** The records **
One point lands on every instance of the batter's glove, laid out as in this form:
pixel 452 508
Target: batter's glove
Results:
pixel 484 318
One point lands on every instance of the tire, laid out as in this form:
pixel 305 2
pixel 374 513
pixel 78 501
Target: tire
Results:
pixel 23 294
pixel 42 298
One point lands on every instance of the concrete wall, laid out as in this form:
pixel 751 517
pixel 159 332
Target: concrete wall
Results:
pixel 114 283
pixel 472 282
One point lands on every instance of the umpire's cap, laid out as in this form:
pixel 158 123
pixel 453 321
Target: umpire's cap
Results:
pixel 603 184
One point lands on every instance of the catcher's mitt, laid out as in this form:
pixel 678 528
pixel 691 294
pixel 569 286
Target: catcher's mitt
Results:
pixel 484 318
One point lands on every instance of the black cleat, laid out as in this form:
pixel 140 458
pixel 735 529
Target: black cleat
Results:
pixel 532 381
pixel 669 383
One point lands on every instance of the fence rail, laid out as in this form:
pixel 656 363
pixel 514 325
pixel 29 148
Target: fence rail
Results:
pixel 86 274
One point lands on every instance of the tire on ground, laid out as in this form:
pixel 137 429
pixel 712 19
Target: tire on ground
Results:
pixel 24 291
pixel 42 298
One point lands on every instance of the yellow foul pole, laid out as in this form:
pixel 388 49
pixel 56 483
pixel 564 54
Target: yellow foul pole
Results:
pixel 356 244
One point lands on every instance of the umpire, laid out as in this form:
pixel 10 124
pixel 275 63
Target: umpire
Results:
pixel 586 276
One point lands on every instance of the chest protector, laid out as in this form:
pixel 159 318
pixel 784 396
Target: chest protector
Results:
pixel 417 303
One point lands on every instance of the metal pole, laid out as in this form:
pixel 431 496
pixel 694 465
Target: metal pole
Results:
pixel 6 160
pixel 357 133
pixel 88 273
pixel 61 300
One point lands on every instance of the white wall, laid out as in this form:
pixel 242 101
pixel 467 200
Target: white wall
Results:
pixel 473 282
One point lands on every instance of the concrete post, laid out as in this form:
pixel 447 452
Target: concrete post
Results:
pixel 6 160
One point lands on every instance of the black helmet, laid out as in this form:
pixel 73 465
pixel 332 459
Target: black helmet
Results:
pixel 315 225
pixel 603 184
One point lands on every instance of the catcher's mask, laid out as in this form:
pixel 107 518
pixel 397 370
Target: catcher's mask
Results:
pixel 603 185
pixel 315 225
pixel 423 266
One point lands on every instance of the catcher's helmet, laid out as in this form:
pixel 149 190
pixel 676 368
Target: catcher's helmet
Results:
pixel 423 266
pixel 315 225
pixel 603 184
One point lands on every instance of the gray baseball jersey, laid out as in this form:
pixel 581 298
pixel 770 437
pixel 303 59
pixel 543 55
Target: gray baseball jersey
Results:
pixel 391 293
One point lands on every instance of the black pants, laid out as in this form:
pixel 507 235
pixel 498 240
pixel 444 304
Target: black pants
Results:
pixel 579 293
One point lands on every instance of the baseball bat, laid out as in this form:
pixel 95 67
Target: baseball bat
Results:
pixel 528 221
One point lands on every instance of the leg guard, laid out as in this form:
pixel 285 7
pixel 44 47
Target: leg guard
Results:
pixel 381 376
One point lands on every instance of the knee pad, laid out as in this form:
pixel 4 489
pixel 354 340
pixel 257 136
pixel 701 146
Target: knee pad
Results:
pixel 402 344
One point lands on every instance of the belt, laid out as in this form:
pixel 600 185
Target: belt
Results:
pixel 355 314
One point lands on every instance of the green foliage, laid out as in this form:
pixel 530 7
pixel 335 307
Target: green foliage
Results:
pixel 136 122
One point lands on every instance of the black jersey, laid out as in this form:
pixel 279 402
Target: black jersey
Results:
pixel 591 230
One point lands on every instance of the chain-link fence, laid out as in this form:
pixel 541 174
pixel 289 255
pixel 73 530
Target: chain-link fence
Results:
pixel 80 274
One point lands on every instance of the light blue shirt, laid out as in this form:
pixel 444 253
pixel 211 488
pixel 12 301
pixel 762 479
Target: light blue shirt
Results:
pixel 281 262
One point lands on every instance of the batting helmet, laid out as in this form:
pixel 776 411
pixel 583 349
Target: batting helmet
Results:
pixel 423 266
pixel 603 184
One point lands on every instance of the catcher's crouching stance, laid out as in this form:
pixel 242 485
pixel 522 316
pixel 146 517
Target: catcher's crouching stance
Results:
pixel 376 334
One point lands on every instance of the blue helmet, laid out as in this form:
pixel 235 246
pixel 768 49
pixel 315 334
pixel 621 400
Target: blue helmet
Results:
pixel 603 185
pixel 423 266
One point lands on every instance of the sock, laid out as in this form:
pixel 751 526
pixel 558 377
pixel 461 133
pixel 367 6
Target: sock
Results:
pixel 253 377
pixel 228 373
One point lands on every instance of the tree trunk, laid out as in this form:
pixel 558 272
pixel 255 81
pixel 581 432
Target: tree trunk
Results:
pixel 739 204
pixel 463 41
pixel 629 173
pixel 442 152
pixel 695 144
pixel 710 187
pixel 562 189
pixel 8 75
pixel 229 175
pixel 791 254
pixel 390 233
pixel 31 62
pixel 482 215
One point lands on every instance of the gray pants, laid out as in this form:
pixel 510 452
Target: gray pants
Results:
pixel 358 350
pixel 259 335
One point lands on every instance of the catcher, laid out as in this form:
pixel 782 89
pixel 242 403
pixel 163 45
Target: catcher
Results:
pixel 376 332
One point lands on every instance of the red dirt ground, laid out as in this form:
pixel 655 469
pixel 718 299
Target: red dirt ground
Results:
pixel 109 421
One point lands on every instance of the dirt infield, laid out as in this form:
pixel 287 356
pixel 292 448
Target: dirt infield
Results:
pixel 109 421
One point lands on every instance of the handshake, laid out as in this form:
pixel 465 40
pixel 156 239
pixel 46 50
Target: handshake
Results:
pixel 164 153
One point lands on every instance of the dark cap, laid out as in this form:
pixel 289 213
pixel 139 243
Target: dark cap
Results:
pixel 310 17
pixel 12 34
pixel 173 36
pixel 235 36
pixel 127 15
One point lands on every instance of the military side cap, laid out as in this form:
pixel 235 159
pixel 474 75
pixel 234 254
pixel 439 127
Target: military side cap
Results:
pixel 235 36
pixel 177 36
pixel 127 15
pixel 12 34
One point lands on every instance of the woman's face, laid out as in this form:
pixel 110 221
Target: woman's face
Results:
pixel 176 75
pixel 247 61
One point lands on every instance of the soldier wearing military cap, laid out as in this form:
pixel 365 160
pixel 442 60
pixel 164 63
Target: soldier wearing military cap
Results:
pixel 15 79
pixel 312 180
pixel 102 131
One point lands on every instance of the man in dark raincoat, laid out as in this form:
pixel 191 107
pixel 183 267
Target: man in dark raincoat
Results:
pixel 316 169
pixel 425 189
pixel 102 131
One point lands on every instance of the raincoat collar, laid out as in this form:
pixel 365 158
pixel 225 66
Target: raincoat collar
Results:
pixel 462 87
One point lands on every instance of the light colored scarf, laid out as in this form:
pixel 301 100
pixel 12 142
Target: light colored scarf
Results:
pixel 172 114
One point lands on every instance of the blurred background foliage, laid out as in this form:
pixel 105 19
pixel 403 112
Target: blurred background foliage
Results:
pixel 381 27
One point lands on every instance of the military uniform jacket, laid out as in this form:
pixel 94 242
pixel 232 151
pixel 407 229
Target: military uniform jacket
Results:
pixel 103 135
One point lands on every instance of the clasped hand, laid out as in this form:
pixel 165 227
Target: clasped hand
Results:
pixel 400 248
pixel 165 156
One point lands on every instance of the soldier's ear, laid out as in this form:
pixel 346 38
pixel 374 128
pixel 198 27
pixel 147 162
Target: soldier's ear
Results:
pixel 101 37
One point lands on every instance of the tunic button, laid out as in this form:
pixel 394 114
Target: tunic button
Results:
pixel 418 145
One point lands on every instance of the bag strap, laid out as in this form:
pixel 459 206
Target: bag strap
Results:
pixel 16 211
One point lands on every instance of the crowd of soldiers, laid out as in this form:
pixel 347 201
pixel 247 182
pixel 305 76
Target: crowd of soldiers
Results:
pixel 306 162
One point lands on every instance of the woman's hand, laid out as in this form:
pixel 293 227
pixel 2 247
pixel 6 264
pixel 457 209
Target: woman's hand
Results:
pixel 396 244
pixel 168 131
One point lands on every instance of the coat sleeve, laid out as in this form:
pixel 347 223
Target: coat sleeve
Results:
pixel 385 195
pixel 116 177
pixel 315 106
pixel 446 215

** Given task **
Copy out, unchanged, the part of the records that opens with the line containing "One point lands on every instance of the crowd" and closes with the last line of the records, including both of those lines.

** Reply to the task **
One point lands on every instance of the crowd of soldiers, laid out as in this form:
pixel 347 201
pixel 247 182
pixel 305 76
Target: crowd of soldiers
Results:
pixel 306 162
One point lands on every instance of the woman's hand, laid out as in this form:
pixel 293 227
pixel 2 247
pixel 6 264
pixel 457 209
Target: woman's hand
Results:
pixel 396 244
pixel 168 131
One point lands on every instance of the coat sleeve, laid out as in this form:
pixel 347 223
Target: coat sleeve
Results:
pixel 385 195
pixel 116 177
pixel 315 106
pixel 446 215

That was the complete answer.